── EXERCISE MATERIAL

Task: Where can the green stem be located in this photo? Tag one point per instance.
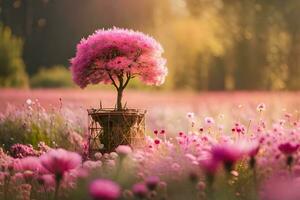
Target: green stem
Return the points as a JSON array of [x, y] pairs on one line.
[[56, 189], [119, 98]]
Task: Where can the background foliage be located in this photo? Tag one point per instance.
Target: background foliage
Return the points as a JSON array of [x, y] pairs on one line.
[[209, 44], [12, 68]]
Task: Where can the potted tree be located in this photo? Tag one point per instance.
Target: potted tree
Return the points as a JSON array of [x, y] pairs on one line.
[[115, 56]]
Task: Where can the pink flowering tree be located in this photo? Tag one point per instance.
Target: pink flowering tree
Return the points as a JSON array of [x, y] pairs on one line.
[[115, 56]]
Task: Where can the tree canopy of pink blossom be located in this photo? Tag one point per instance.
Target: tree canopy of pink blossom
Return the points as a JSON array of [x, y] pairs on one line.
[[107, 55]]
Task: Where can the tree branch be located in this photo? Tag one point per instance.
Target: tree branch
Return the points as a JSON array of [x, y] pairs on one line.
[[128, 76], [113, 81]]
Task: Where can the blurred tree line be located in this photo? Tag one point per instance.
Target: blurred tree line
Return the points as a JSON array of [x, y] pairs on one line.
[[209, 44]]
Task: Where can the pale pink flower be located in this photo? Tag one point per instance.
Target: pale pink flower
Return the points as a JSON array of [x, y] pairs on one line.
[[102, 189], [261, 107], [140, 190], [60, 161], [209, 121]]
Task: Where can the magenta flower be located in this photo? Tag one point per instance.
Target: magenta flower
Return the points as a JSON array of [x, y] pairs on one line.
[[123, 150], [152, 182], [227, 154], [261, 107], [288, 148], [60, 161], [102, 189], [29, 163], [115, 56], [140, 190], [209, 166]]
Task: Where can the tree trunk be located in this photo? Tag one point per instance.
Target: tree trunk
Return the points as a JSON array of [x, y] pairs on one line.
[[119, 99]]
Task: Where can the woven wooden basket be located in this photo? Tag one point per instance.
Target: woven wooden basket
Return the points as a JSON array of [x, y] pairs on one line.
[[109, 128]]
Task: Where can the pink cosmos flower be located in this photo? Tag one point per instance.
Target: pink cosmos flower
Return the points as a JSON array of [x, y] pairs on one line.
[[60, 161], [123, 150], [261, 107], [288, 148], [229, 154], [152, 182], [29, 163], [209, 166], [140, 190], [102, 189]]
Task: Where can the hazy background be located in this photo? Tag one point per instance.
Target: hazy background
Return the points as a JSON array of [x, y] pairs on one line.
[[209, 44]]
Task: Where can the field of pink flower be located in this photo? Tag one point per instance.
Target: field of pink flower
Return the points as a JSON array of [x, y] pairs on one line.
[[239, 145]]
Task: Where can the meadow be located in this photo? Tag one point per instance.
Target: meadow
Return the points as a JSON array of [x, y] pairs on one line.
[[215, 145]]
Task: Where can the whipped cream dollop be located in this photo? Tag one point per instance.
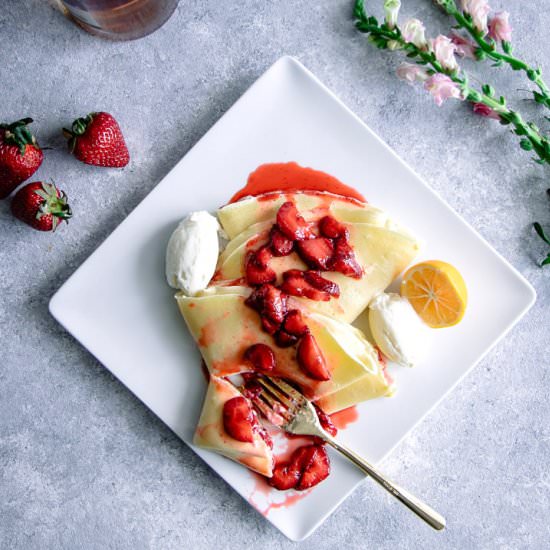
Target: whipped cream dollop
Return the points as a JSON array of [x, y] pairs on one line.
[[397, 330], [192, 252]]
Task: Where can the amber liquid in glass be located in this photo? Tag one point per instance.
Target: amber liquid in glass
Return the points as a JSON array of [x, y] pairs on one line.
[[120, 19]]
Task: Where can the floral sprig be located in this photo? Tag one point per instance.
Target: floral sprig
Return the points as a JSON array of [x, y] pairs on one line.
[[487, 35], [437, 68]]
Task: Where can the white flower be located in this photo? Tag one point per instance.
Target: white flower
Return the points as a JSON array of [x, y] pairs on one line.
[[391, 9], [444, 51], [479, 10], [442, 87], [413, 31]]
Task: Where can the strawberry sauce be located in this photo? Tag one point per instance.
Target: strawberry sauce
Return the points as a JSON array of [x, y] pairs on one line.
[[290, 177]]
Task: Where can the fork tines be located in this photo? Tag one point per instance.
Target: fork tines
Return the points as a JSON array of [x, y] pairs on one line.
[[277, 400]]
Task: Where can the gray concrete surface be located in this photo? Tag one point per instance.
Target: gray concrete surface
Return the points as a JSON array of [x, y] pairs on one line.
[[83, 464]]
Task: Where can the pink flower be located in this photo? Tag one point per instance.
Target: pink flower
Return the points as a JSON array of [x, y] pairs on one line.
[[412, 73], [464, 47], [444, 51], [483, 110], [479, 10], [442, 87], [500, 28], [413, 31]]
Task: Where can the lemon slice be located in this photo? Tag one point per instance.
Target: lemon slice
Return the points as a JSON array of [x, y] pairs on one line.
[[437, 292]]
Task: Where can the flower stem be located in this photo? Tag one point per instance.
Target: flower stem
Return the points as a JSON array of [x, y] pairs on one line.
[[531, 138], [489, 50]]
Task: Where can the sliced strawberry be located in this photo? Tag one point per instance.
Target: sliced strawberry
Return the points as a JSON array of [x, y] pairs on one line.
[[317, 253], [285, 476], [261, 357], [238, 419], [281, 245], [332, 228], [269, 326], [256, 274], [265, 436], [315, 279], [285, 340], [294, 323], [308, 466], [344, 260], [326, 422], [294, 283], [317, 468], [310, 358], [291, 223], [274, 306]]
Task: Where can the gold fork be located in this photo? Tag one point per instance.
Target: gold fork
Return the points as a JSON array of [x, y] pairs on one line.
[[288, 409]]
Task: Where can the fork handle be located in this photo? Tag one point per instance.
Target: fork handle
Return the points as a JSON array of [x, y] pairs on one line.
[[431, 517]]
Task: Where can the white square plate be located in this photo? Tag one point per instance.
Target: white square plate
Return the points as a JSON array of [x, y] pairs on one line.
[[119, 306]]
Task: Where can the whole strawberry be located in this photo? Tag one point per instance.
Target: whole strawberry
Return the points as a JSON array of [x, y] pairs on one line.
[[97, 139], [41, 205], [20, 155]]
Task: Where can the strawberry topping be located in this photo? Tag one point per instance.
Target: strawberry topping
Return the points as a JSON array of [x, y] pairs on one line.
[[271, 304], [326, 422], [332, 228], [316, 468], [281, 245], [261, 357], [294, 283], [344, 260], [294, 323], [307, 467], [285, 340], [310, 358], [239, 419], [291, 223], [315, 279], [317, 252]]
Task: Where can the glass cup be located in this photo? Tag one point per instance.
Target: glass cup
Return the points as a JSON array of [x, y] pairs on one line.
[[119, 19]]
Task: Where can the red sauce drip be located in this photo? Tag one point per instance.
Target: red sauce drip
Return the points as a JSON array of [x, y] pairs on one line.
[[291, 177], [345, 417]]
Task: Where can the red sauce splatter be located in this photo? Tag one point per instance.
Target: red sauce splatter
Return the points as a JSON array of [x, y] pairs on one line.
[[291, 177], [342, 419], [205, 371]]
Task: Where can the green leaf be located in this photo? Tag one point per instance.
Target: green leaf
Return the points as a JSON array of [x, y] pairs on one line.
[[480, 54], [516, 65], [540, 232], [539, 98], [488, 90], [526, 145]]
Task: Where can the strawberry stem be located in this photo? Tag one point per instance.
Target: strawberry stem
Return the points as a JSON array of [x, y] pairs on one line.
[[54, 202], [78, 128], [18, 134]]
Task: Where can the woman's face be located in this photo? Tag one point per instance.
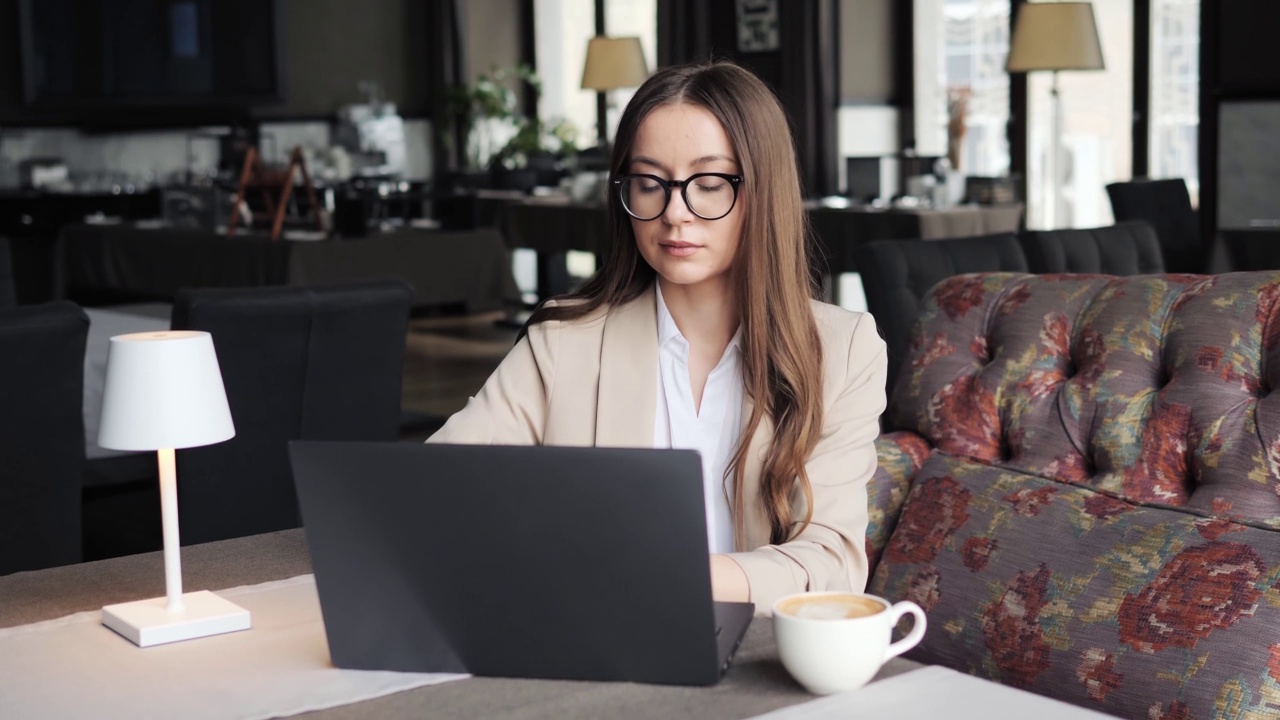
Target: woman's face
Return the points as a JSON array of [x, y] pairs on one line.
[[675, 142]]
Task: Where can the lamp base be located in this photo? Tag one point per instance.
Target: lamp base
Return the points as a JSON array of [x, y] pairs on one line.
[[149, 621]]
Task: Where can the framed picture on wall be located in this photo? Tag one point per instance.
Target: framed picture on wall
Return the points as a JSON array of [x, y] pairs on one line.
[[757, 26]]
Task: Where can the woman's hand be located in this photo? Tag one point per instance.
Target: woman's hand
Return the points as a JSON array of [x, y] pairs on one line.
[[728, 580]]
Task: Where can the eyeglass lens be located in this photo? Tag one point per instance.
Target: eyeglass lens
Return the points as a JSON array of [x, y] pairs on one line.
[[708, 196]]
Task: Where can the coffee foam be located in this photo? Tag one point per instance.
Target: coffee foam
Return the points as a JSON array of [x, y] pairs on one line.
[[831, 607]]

────
── EXERCISE MATERIAL

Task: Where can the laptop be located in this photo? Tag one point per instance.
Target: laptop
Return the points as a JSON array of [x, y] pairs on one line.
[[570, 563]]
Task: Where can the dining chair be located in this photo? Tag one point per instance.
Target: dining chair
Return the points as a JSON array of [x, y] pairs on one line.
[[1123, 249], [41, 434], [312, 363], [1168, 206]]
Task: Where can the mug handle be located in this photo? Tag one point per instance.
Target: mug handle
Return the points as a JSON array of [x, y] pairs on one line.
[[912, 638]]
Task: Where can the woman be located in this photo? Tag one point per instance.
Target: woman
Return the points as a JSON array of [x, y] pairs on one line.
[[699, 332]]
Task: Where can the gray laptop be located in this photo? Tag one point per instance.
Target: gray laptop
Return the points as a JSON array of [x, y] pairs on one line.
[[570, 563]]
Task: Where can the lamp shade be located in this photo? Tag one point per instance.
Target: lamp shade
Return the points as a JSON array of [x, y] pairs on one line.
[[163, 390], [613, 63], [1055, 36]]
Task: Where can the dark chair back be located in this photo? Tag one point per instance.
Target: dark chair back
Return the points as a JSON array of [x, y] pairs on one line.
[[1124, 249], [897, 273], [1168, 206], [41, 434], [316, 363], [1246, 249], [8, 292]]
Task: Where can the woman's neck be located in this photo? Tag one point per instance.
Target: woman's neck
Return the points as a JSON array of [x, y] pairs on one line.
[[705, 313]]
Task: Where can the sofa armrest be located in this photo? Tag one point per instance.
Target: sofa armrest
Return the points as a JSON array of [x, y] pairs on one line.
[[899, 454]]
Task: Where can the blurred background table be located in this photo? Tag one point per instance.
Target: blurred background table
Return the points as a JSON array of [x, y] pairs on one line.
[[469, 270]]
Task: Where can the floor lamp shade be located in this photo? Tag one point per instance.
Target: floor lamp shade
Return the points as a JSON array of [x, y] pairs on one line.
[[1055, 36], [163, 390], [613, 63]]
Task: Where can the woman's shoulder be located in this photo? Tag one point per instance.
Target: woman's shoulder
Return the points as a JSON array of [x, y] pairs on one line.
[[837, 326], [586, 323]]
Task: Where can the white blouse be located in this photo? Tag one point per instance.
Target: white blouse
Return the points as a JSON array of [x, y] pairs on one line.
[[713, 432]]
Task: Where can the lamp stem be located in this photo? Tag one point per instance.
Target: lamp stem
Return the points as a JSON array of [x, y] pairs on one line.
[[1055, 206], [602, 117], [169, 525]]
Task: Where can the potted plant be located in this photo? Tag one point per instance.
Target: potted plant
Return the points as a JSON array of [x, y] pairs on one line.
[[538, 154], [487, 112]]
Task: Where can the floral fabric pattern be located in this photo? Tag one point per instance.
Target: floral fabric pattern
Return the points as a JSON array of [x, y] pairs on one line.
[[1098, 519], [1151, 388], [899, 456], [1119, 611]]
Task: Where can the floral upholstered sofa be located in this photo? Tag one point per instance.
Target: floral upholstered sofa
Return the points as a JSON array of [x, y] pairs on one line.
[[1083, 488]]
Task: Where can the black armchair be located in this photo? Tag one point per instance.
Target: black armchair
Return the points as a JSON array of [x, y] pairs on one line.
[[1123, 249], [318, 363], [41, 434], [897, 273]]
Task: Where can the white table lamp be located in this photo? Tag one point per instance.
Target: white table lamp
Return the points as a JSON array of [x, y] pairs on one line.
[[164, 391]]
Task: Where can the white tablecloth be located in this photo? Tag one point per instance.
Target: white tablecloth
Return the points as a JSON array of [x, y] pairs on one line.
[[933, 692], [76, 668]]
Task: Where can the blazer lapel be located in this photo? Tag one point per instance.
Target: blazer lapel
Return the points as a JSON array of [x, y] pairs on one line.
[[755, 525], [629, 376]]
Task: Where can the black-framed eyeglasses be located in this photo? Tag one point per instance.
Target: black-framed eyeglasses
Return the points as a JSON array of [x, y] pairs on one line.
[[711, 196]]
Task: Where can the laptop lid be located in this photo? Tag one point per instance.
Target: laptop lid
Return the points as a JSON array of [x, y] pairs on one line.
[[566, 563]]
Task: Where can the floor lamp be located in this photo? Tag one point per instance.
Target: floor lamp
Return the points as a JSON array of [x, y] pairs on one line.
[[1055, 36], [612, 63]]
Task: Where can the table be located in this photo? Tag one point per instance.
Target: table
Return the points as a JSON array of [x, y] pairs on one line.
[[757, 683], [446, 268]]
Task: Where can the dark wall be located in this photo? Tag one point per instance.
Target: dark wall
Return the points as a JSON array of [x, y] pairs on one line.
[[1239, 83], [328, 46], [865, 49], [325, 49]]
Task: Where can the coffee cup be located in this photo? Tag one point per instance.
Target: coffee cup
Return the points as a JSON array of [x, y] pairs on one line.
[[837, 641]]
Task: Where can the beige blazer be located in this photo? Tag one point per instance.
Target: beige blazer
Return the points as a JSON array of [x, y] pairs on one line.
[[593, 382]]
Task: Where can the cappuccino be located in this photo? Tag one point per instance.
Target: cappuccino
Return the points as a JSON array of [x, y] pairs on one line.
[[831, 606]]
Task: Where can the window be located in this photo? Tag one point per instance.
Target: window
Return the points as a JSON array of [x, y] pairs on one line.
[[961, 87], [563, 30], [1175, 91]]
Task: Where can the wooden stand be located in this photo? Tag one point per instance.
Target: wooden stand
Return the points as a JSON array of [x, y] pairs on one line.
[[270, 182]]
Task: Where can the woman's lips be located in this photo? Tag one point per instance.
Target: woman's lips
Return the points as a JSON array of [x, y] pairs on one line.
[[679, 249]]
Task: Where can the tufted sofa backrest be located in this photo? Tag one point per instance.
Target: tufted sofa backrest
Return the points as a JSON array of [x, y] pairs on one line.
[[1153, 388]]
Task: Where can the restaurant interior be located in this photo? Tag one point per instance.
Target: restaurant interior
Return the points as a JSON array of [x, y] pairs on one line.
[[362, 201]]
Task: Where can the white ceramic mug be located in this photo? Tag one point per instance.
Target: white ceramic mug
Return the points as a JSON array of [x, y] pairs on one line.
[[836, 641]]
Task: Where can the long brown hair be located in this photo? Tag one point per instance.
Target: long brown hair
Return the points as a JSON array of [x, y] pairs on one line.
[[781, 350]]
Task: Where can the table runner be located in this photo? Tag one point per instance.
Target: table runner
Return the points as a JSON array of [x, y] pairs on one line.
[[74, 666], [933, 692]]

────

### DO THIS
Print the data unchanged, from the line containing "Task: Where can the beige" through the line containing "[[961, 87], [563, 30], [1175, 91]]", including both of those lines.

### SOLUTION
Task: Where can the beige blazer be located in this photo? Tag one point per instance.
Target: beige blazer
Return the points as a JSON array of [x, y] pairs on one line.
[[593, 382]]
Task: Where can the cappuccino be located in this photo? Tag one point per instance.
Target: cappuccino
Return the points as a JSON array of [x, y] pairs on one line.
[[831, 606]]
Task: Where can the window be located in this photo? Tag one point per instance.
Target: window
Return the points as a JSON array of [x, y] pairs on one line.
[[961, 87], [563, 30], [1175, 91]]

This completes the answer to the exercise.